TWIN FALLS, Idaho (KMVT/KSVT) Starting in the spring the Twin Falls Pest Abatement team will treat water around the county to prevent mosquitoes from hatching there.
"Our goal is to protect public health," said Kirk Tubbs, the pest abatement manager.
It's a simple concept, if there are less mosquitoes, there's less of a chance of transmitting the West Nile Virus to a human. That's a difficult task this year though.
"We had an abundance of moisture this spring and it creates lots of mosquito habitat and that's led to more mosquitoes throughout the whole season," Tubbs said.
The high water levels combined with hot and dry conditions makes for perfect conditions for mosquitoes to spread. The Twin Falls Pest Abatement District has treated the water in about 8,000 places. But even that won't eliminate the insects.
"The public has a very important role in this too," Tubbs said. "If you have a back yard look for buckets and horse troughs and containers. It doesn't take long for a mosquito to lay eggs and them to hatch out."
Mosquitos have been testing positive for West Nile around the state. On Thursday the Idaho Department of Health and Welfare said the first human case was confirmed in Kootenai County.
Gooding County had a mosquito test positive near Hagerman last week. Tubbs says there is usually a two to four week lag between mosquito infections and human ones.
"Since we saw the virus last week in Gooding County then yeah, I'd say if we're going to see human cases it'll happen in the next few weeks," Tubbs said.
Typically July is the peak for Mosquitoes. So Idaho may be on a down-turn in the insect's population. However, he said the next few weeks are critical to preventing the West Nile Virus spreading to humans.
He urged people to watch for standing water on their property. Irrigation water pooled up in a ditch or buckets with small pools of water can be breeding grounds for mosquitoes.

• _BRIEF_:
According to the mosquito article, in about how many places has the Twin Falls Pest Abatement District treated the water?

Entries from a collection:
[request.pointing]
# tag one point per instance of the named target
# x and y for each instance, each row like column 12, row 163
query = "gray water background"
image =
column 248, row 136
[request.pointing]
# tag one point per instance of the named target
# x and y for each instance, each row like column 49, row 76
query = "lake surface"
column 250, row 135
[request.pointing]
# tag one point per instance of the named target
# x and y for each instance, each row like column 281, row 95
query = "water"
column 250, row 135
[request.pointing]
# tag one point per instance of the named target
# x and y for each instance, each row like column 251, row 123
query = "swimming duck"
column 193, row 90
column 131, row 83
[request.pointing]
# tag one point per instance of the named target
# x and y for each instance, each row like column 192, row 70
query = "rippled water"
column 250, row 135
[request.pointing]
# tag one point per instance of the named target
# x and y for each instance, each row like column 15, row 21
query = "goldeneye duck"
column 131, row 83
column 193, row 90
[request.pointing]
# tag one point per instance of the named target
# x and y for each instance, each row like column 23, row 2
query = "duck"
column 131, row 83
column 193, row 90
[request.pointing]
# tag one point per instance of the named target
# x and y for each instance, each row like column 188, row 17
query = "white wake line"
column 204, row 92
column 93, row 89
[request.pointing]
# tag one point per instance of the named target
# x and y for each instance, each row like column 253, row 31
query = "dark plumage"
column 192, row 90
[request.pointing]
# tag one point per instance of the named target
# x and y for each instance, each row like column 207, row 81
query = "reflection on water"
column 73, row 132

--

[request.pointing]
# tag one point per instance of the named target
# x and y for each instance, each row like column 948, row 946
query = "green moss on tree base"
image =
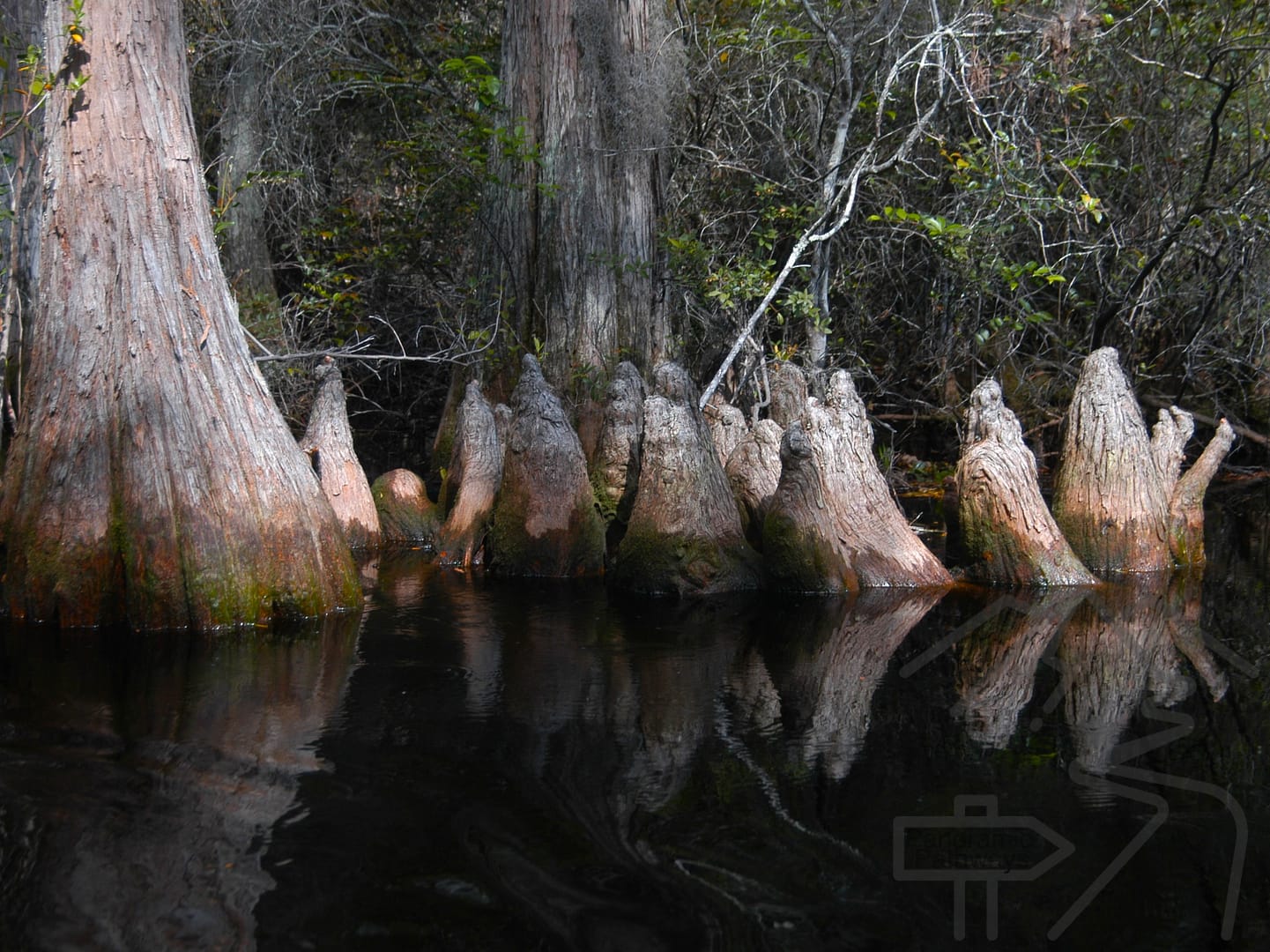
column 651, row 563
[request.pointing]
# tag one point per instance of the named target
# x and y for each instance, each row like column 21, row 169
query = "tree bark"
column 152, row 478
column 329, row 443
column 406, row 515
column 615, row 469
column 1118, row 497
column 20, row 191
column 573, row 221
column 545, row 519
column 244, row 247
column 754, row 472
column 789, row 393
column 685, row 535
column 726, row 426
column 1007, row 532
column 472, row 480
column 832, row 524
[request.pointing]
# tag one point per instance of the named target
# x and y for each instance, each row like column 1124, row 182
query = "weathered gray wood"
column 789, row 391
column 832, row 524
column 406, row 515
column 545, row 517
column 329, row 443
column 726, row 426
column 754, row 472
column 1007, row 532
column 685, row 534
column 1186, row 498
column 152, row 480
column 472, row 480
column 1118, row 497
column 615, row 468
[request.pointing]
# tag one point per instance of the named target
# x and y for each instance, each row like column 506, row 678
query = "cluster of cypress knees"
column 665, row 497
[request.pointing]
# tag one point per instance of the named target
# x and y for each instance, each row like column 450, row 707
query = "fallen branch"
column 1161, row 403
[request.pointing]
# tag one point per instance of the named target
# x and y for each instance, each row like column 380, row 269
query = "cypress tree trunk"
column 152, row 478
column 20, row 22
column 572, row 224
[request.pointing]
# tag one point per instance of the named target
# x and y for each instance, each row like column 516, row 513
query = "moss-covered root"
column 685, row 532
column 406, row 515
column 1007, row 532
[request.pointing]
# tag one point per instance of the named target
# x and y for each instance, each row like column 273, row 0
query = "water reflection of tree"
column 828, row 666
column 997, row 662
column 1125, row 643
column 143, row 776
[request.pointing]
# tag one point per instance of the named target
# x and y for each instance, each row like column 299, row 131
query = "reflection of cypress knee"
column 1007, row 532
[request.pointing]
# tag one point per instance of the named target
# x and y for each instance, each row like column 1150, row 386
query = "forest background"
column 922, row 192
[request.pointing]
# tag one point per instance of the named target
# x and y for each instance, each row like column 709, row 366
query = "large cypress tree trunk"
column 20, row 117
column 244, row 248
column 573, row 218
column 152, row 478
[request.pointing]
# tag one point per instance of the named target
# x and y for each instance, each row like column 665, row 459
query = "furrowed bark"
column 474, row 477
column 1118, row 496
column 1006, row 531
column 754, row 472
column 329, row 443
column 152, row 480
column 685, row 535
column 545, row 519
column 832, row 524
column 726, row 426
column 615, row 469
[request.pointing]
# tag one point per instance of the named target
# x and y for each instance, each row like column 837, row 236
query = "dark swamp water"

• _RESPONSE_:
About 8,000 places.